◆ Written problem: Which lines in the entries below contain the word "knitted", with case counting? List each of them.

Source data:
┄┄┄┄┄┄┄┄┄┄┄┄┄┄┄┄┄┄┄┄

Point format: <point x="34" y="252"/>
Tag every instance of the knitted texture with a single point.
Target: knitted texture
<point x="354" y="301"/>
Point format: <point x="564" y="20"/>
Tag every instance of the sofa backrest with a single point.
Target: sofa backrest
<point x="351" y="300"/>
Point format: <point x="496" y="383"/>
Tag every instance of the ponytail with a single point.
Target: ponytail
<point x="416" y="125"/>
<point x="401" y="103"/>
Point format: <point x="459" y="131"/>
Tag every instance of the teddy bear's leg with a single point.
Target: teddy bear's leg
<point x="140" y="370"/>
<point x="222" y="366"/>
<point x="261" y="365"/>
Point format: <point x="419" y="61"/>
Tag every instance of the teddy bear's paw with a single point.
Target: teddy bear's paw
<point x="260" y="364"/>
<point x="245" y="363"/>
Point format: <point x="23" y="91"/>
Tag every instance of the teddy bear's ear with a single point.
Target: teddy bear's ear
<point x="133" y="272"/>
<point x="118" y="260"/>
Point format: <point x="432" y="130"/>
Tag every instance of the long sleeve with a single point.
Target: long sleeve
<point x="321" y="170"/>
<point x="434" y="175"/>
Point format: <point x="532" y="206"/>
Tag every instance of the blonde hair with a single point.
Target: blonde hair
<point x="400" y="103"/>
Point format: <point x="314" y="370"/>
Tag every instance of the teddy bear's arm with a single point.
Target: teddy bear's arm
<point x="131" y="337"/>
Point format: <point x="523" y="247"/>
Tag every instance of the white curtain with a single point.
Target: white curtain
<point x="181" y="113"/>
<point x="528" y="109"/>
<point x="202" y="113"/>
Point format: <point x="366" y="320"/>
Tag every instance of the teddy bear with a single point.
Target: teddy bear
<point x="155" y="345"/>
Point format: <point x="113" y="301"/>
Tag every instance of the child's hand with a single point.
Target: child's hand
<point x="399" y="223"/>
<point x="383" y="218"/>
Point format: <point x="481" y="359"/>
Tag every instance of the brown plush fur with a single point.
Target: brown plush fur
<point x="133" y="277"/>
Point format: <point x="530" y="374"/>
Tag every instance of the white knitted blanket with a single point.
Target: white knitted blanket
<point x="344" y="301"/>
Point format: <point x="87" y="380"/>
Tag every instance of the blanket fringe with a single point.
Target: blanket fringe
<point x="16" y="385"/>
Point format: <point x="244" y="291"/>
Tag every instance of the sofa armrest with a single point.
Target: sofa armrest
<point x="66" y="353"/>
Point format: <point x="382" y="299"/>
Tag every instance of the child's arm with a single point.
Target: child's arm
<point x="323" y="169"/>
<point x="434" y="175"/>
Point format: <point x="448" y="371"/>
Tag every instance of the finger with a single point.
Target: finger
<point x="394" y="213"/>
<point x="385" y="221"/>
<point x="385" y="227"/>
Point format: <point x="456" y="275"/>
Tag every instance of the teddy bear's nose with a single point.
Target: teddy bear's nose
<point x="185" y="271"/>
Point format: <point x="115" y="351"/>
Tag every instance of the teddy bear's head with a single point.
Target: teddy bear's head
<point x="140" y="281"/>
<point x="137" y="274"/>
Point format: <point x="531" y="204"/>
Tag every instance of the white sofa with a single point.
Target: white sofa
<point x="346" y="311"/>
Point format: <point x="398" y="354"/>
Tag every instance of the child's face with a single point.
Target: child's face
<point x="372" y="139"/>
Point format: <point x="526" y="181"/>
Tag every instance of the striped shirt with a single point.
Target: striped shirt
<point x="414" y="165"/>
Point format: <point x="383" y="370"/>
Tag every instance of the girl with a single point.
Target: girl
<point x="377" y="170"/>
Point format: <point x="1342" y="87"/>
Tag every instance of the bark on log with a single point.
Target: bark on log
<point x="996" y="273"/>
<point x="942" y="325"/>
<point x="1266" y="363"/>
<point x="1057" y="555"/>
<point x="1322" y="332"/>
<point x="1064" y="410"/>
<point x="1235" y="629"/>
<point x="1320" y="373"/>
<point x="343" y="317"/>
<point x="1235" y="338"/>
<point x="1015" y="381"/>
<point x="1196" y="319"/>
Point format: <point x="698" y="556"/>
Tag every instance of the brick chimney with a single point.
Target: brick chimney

┄┄┄┄┄┄┄┄┄┄┄┄┄┄┄┄┄┄┄┄

◆ Final answer:
Tag every instance of the knitted texture with a single point.
Target: knitted texture
Tag every instance of the white knitted blanket with a single point.
Target: white knitted blanket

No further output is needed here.